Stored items
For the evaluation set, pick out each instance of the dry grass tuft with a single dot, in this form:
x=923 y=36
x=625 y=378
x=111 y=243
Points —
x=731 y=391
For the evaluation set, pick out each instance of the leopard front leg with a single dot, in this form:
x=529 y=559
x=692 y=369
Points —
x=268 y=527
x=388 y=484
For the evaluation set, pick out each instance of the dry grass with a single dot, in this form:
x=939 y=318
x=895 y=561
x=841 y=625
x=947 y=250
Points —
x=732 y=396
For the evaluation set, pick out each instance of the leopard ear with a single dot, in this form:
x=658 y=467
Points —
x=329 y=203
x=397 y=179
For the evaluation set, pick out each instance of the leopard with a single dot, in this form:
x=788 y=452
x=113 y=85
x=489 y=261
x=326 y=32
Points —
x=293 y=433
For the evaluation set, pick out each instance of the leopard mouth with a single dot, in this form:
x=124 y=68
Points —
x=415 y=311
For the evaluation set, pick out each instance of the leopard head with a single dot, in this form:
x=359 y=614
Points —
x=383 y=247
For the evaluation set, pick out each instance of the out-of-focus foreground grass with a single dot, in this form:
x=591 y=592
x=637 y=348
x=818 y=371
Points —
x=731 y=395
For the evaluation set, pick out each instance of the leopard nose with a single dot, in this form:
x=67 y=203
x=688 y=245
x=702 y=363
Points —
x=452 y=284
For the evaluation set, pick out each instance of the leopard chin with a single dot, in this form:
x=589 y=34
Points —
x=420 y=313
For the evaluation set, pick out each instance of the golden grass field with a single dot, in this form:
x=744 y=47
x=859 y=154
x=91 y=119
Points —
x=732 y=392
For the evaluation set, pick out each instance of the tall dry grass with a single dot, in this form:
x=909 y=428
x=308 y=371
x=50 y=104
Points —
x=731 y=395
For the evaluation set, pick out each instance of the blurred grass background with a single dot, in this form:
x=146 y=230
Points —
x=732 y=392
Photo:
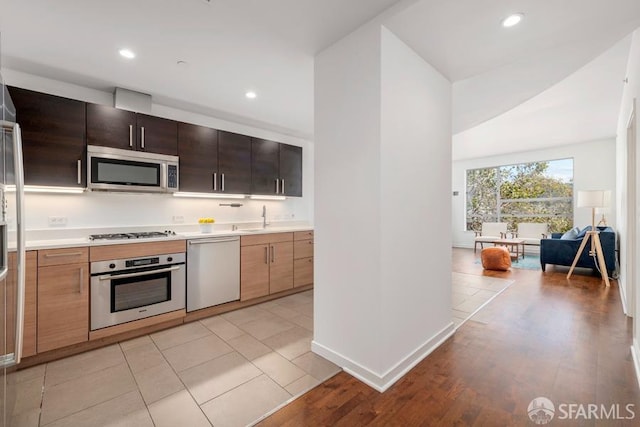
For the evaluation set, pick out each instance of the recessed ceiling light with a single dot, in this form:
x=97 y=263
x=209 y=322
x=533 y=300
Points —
x=512 y=20
x=127 y=53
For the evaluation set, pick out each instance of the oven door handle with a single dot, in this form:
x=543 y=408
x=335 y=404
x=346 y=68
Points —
x=142 y=273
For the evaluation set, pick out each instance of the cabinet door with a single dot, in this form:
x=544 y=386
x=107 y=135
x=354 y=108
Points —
x=265 y=167
x=157 y=135
x=254 y=271
x=111 y=127
x=198 y=151
x=63 y=305
x=302 y=272
x=291 y=170
x=303 y=249
x=53 y=138
x=281 y=268
x=234 y=162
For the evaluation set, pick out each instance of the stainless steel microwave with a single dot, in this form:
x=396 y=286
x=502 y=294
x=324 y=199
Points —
x=123 y=170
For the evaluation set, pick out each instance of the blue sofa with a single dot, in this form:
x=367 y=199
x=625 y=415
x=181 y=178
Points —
x=562 y=251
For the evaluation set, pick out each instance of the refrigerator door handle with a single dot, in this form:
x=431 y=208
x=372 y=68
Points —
x=20 y=234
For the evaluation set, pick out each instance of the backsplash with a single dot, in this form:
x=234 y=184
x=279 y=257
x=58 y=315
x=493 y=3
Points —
x=108 y=210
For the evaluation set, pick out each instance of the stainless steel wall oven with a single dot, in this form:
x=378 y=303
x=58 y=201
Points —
x=124 y=290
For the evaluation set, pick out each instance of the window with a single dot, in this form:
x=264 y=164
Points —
x=526 y=192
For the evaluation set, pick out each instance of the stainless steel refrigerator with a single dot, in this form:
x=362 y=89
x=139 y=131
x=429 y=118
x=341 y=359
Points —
x=12 y=273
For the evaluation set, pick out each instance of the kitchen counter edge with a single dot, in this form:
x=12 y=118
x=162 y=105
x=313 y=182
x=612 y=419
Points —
x=74 y=243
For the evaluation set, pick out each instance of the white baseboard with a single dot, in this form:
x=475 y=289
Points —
x=463 y=245
x=382 y=382
x=623 y=296
x=635 y=354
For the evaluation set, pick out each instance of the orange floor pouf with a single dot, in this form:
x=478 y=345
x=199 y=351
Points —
x=497 y=258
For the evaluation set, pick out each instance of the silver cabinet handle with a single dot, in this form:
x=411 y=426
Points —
x=62 y=254
x=221 y=240
x=142 y=273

WHAT YOU NEED TO DO
Can you rescale the listing between the lines holding "For the evaluation set, pick out each instance of the oven" and "x=234 y=162", inclusive, by rewriting those lines in full with each answer coordinate multiplied by 2.45 and rounded to a whole number, halves up? Keep the requests and their sample coordinates unchanged.

THE OUTPUT
For the evaluation set, pick out each instance of the oven door handle with a single dot, in this form:
x=543 y=408
x=335 y=404
x=346 y=68
Points —
x=348 y=669
For the evaluation set, pick out each instance of the cabinet door with a single dot, in this form:
x=544 y=386
x=107 y=135
x=354 y=108
Points —
x=649 y=409
x=385 y=331
x=622 y=664
x=272 y=311
x=485 y=370
x=154 y=747
x=740 y=666
x=713 y=417
x=742 y=610
x=130 y=338
x=688 y=657
x=573 y=397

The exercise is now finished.